──────── Supplied material ────────
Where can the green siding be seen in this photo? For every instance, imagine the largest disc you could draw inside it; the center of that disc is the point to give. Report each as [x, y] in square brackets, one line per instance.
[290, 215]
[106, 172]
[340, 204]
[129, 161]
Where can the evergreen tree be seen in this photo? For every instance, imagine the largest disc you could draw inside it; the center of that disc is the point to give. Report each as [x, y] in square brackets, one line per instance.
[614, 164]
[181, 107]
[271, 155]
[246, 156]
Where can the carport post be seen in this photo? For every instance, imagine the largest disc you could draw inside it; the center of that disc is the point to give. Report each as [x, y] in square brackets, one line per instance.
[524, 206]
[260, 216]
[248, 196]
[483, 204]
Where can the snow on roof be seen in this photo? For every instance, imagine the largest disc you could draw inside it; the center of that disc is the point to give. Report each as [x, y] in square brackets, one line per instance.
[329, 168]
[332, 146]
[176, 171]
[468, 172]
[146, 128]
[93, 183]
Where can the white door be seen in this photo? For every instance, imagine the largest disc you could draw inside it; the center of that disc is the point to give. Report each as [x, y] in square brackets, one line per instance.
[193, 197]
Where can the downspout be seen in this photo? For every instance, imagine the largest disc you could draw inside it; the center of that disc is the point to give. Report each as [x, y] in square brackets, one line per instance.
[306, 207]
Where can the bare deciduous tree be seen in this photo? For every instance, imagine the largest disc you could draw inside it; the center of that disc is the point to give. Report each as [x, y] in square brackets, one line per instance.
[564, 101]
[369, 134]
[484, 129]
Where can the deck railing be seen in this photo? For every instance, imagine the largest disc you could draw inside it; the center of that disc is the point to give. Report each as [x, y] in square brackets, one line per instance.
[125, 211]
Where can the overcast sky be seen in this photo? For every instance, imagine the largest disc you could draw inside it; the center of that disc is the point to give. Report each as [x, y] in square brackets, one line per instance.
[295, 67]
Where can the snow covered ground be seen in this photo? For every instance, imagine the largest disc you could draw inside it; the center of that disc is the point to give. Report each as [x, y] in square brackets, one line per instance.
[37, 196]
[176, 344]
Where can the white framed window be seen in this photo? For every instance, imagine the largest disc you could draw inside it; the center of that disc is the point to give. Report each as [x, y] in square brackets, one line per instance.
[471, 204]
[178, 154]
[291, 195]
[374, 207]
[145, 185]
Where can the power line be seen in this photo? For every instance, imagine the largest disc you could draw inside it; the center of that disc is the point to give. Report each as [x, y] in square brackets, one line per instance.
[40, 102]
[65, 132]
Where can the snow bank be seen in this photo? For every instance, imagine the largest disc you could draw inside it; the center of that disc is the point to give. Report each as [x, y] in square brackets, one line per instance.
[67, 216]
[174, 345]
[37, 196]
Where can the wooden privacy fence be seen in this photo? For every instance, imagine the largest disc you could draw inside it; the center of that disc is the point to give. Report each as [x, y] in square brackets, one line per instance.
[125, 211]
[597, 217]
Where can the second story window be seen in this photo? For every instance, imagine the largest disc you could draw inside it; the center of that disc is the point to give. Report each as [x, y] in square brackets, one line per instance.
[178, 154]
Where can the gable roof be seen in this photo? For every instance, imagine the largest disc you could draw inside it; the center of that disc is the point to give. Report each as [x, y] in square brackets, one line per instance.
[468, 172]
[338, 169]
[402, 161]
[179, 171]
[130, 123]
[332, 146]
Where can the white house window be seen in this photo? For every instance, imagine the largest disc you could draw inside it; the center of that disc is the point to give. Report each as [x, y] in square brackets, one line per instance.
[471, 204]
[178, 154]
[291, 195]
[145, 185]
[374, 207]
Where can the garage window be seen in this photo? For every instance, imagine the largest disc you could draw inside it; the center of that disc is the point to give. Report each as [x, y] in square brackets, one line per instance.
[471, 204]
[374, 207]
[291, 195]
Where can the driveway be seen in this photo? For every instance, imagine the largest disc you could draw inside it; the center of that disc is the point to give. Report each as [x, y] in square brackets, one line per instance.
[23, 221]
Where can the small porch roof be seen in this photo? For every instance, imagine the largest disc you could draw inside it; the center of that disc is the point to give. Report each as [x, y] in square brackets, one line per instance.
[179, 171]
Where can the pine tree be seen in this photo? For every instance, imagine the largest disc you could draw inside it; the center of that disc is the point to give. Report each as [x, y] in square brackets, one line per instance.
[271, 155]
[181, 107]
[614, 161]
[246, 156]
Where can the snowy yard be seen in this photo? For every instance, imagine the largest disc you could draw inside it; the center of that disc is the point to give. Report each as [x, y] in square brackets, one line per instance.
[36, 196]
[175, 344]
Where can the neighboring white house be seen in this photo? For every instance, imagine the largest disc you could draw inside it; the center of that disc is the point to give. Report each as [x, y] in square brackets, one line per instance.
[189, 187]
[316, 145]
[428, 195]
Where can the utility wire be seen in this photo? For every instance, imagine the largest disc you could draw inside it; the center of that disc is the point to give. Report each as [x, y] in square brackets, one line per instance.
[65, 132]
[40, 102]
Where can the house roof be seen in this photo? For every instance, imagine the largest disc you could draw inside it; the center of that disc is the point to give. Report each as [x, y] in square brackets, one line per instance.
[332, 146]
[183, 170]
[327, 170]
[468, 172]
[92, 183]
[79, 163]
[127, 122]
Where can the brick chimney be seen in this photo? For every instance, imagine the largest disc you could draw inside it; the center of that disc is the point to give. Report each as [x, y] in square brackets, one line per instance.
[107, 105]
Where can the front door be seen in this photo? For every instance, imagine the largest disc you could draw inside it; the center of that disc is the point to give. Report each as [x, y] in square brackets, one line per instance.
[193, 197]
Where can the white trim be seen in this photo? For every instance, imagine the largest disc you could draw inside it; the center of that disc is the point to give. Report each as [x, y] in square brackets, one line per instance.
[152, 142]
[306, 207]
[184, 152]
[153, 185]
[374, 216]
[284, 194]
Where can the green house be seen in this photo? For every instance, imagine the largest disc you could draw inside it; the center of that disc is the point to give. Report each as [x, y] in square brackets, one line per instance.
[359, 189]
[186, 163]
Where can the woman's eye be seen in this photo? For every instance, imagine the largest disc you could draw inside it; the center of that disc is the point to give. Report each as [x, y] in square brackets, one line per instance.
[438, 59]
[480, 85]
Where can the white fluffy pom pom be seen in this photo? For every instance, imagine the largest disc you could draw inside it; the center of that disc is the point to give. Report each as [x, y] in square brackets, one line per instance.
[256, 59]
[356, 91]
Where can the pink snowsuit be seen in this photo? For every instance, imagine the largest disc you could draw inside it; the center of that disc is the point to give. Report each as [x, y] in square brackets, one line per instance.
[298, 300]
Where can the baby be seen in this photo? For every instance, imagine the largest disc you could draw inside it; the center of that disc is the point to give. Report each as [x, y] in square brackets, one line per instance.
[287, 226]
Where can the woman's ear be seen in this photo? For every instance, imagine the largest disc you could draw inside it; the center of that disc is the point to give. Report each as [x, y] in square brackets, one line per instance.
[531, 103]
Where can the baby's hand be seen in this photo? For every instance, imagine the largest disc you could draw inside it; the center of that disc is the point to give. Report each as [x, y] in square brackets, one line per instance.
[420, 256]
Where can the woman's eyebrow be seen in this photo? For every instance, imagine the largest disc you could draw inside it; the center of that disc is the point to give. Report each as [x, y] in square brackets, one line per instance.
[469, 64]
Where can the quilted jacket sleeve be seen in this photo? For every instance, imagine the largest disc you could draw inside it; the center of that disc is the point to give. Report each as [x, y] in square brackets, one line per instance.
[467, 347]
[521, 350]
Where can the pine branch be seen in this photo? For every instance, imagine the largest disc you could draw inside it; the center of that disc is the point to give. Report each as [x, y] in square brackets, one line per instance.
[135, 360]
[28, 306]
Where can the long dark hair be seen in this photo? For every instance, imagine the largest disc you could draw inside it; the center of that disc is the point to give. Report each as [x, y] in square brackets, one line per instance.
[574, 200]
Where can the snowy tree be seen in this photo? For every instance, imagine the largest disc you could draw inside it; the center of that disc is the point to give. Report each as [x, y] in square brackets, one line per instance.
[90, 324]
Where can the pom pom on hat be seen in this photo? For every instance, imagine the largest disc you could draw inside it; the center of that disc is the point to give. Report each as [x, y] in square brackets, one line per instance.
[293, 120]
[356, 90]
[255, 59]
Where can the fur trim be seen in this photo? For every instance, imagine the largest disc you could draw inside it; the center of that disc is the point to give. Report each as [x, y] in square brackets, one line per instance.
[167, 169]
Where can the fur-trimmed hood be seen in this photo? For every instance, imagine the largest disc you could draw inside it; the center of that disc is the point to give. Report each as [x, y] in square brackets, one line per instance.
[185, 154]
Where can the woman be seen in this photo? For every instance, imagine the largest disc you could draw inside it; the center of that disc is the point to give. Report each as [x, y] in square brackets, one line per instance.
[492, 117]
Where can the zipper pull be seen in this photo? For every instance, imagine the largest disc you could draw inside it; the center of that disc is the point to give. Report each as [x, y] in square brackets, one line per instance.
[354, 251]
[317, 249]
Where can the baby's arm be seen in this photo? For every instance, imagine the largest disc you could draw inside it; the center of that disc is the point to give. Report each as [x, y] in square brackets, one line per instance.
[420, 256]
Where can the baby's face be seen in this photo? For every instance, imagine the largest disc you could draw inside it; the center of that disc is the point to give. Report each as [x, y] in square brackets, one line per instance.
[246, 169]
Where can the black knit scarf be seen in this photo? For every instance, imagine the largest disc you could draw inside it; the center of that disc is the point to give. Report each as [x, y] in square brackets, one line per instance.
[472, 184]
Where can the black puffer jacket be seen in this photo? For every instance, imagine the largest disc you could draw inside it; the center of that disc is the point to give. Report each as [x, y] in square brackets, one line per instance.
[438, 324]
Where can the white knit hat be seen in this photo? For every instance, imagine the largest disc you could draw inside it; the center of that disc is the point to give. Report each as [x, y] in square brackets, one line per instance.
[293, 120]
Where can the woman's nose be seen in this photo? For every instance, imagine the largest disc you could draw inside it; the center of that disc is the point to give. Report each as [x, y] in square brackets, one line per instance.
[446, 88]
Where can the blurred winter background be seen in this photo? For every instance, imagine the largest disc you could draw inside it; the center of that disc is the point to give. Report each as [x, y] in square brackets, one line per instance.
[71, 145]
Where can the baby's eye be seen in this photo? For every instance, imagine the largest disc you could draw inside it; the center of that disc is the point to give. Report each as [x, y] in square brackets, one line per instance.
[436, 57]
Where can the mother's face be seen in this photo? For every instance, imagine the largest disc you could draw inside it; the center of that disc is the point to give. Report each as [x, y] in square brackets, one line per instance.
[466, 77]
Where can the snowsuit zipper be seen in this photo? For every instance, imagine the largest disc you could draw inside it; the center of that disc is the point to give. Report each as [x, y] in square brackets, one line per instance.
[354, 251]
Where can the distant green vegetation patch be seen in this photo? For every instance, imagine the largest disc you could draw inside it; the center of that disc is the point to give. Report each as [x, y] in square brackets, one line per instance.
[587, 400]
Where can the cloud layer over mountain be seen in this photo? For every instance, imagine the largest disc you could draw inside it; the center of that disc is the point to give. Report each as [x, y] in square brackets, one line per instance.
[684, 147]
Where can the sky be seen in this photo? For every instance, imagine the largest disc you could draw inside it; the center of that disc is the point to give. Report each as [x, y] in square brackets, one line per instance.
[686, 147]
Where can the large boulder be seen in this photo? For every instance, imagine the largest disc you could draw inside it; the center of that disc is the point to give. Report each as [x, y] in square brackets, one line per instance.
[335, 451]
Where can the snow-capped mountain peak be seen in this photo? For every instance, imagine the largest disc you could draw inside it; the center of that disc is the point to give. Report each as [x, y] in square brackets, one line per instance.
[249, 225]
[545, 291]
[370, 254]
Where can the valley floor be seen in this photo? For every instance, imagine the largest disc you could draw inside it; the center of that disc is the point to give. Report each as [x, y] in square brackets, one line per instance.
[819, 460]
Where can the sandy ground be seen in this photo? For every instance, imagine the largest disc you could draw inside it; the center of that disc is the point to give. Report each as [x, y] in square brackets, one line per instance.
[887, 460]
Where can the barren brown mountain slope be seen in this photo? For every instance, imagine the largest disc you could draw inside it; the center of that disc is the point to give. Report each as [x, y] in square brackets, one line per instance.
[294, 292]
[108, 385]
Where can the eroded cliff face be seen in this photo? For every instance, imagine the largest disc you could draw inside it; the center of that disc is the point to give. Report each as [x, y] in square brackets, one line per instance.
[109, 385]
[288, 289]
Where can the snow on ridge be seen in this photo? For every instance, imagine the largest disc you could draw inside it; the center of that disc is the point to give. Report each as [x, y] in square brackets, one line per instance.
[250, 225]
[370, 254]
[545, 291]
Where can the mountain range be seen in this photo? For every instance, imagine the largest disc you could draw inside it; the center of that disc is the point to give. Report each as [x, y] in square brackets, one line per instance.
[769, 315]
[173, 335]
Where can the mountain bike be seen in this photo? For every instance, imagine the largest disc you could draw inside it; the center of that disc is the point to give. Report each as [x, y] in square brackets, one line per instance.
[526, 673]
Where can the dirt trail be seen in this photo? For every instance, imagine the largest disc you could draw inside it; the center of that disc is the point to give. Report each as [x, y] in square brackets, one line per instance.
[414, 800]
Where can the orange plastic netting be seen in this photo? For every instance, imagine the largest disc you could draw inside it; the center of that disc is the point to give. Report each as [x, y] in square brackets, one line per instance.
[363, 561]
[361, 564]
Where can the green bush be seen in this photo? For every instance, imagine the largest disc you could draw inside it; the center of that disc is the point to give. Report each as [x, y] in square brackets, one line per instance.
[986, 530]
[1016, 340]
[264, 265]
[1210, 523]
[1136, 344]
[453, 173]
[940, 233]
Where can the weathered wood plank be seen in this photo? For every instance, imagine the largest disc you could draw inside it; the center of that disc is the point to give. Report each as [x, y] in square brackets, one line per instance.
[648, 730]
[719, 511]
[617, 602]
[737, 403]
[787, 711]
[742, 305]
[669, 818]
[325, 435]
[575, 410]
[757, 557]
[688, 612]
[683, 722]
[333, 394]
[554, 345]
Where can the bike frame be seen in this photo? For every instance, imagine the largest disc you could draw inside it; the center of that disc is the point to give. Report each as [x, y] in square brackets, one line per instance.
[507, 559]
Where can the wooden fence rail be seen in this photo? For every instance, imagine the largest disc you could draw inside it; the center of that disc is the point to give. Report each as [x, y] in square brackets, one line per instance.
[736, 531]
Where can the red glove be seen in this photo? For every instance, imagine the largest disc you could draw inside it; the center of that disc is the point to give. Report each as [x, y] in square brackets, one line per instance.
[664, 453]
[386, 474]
────────
Convert the stretch from the line containing "Where can the wooden fence" through the end of the material into a Markdown table with the columns Row and Text, skipping any blank lines. Number each row and put the line in the Text column.

Answer in full:
| Row | Text |
|---|---|
| 1 | Where can the wooden fence rail be seen in this photo? For every instance, imagine the largest disc you could draw inside it; the center of that disc is the point to give. Report each as [x, y] in square brackets, one line per instance. |
| 2 | [736, 531] |
| 3 | Where can the red glove be seen in this photo? For every instance, imagine the largest disc you could draw inside it; the center of that disc is the point to give. Report each as [x, y] in square brackets, one line per instance. |
| 4 | [664, 453] |
| 5 | [386, 474] |